SHORT TASK:
Locate every line in the records below that contains the string "lamp" and copy each one in full, treating uppercase and lowercase as distinct.

Location identification records:

☆ ☆ ☆

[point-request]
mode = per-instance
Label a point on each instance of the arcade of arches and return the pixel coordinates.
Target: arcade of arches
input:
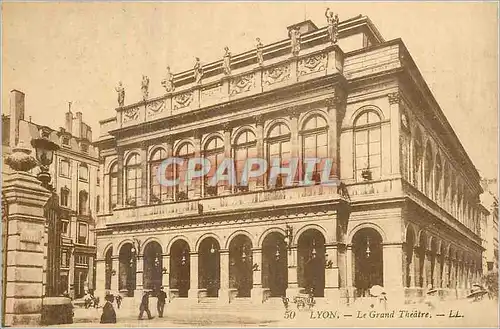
(259, 268)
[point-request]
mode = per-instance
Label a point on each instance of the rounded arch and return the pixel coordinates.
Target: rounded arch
(235, 234)
(410, 229)
(177, 238)
(267, 232)
(238, 131)
(149, 240)
(364, 109)
(304, 228)
(268, 127)
(207, 235)
(105, 250)
(130, 154)
(122, 243)
(310, 114)
(110, 165)
(152, 151)
(361, 226)
(209, 137)
(180, 143)
(422, 239)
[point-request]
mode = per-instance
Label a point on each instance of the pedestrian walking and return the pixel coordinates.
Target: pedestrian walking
(160, 305)
(145, 306)
(108, 312)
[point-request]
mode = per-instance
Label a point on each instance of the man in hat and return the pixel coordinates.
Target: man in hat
(108, 312)
(144, 307)
(160, 305)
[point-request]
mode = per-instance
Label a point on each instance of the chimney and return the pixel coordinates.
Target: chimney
(77, 128)
(16, 114)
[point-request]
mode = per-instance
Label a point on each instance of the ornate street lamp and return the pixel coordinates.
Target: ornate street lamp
(368, 251)
(288, 237)
(44, 149)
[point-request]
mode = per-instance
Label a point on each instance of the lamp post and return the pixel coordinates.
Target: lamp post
(44, 149)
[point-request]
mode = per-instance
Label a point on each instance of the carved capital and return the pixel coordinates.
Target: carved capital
(197, 134)
(394, 98)
(293, 111)
(259, 119)
(334, 102)
(227, 127)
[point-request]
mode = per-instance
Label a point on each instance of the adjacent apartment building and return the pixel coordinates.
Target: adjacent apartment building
(75, 179)
(406, 216)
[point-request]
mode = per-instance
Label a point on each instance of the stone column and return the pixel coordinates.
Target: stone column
(257, 291)
(333, 105)
(198, 182)
(393, 271)
(259, 136)
(120, 186)
(139, 275)
(193, 276)
(224, 277)
(71, 274)
(293, 287)
(294, 141)
(115, 278)
(394, 99)
(228, 185)
(349, 273)
(100, 288)
(144, 175)
(166, 274)
(25, 248)
(332, 285)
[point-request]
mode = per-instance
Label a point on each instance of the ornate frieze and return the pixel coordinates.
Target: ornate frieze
(242, 84)
(131, 114)
(155, 107)
(276, 74)
(394, 98)
(312, 64)
(211, 91)
(182, 100)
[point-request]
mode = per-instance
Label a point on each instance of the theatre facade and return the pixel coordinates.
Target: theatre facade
(405, 217)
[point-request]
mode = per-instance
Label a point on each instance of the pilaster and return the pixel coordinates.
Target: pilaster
(25, 249)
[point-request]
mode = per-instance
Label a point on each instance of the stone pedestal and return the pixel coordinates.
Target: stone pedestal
(25, 200)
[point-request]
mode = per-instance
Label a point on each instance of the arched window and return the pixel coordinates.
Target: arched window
(279, 147)
(446, 187)
(244, 148)
(405, 147)
(437, 180)
(417, 160)
(113, 186)
(83, 197)
(428, 168)
(367, 146)
(186, 152)
(315, 144)
(214, 152)
(157, 192)
(133, 179)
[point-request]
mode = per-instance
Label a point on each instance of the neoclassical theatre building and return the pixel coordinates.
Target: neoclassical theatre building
(405, 217)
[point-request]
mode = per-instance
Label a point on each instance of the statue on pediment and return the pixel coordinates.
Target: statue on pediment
(168, 82)
(259, 48)
(294, 34)
(145, 87)
(333, 25)
(120, 90)
(197, 71)
(226, 61)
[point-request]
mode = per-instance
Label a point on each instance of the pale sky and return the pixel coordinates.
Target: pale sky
(61, 52)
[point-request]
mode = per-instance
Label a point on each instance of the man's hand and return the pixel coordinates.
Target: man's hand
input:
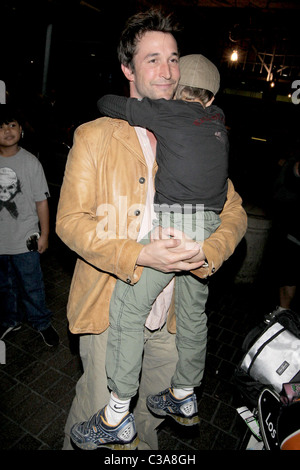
(175, 254)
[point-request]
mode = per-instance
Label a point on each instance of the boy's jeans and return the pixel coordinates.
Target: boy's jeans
(21, 280)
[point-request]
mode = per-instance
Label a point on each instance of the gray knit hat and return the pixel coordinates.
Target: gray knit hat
(198, 72)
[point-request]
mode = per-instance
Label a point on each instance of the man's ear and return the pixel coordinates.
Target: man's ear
(127, 72)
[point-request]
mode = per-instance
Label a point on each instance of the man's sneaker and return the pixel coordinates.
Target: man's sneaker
(50, 336)
(4, 330)
(184, 411)
(96, 433)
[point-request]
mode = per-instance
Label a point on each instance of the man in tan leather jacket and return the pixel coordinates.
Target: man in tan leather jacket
(104, 209)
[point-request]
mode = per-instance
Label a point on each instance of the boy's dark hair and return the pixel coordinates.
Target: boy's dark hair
(9, 113)
(138, 25)
(192, 93)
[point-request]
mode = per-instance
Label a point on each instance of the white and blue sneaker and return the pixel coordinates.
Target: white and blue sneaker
(97, 432)
(184, 411)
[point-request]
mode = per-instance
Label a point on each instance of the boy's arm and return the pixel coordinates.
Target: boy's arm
(43, 215)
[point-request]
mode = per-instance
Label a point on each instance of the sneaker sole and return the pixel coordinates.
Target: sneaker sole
(91, 446)
(183, 420)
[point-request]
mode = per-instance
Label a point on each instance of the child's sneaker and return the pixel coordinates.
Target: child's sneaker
(184, 411)
(96, 433)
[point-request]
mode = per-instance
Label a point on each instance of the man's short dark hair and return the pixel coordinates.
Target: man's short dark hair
(138, 25)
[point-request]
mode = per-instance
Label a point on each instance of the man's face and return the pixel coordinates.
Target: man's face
(156, 67)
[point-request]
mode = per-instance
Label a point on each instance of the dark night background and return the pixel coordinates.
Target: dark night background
(83, 66)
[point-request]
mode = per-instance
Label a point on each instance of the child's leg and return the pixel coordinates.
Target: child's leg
(190, 300)
(191, 332)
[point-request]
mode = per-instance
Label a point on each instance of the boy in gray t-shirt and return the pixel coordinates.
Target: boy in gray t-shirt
(24, 231)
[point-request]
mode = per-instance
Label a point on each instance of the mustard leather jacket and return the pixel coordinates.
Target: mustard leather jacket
(99, 214)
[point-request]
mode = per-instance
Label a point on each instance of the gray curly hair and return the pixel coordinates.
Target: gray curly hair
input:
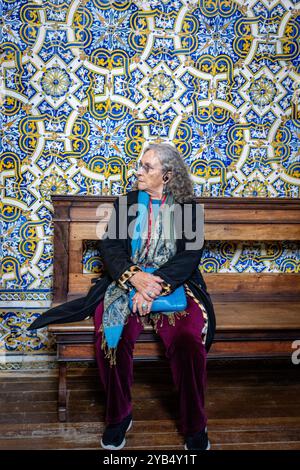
(180, 184)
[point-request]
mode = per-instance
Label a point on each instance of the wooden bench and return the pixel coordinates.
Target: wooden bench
(258, 314)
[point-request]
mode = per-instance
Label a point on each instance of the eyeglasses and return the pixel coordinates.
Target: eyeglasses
(146, 167)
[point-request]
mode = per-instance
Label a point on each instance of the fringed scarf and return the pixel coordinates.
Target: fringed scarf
(162, 246)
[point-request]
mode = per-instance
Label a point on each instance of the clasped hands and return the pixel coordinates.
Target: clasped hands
(148, 287)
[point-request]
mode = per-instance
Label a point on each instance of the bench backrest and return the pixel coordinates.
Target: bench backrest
(81, 218)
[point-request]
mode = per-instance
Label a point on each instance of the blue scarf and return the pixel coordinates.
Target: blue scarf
(116, 309)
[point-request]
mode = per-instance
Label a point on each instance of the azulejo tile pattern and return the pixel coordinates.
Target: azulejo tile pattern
(85, 85)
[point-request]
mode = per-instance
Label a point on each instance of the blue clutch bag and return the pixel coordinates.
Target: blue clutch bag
(173, 302)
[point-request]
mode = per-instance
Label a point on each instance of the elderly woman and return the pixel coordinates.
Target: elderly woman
(187, 333)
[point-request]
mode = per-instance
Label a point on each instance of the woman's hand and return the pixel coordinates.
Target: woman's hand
(147, 284)
(138, 302)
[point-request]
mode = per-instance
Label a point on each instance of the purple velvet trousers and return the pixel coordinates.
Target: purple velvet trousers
(187, 357)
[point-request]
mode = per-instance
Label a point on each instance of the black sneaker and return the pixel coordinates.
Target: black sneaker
(114, 435)
(198, 441)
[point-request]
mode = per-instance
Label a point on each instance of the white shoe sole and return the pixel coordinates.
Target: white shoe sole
(111, 447)
(207, 448)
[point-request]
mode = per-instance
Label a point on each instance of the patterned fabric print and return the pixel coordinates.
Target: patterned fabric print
(157, 318)
(162, 246)
(124, 278)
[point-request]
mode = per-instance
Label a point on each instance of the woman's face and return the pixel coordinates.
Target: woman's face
(150, 180)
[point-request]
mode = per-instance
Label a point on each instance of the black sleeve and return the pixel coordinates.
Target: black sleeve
(112, 248)
(180, 267)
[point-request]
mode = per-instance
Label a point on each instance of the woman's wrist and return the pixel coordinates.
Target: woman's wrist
(126, 276)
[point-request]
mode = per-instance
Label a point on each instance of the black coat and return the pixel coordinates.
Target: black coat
(115, 253)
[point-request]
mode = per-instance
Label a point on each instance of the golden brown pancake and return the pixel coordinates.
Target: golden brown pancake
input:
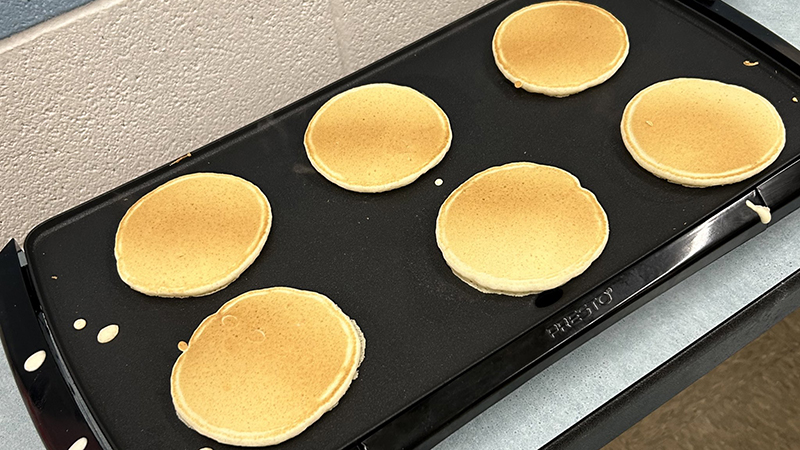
(520, 229)
(377, 137)
(701, 133)
(560, 48)
(192, 236)
(265, 366)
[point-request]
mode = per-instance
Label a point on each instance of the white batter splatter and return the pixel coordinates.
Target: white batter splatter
(763, 211)
(80, 444)
(35, 361)
(107, 334)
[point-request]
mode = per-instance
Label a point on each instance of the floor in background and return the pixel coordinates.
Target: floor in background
(751, 401)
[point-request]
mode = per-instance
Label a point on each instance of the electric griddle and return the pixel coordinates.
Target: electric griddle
(438, 351)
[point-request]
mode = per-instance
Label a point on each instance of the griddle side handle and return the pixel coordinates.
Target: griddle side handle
(45, 392)
(750, 30)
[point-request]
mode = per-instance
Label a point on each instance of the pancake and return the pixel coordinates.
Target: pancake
(192, 236)
(701, 133)
(377, 137)
(560, 48)
(265, 366)
(520, 229)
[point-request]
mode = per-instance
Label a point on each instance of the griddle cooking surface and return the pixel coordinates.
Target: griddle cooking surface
(376, 255)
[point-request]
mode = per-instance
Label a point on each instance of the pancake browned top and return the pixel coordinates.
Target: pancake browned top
(699, 132)
(560, 48)
(521, 228)
(377, 137)
(267, 365)
(192, 236)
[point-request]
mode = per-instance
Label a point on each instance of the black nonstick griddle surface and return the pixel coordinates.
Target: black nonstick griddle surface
(375, 254)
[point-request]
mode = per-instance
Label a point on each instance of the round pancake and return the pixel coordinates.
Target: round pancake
(520, 229)
(192, 236)
(560, 48)
(377, 137)
(265, 366)
(701, 133)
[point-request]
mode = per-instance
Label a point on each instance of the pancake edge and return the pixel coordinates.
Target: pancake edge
(300, 427)
(373, 189)
(211, 287)
(491, 284)
(687, 179)
(559, 91)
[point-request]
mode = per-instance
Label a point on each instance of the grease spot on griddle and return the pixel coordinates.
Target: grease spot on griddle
(35, 361)
(80, 444)
(108, 333)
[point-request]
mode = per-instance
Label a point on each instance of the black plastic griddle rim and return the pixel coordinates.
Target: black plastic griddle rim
(630, 406)
(45, 392)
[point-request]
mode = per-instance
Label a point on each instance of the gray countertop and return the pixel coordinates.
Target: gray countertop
(570, 389)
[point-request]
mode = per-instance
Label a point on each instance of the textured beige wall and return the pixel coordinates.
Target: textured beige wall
(113, 89)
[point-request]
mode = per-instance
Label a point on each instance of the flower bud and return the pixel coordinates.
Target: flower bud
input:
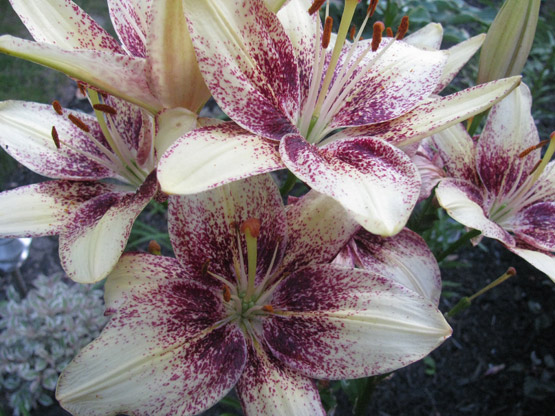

☆ ☆ ☆

TASK ANSWER:
Label a point on each instance of the ornate street lamp and return the pixel coordinates.
Target: ornate street lamp
Label a point on each instance of the lamp post and return the pixel coordinates.
Target: lamp post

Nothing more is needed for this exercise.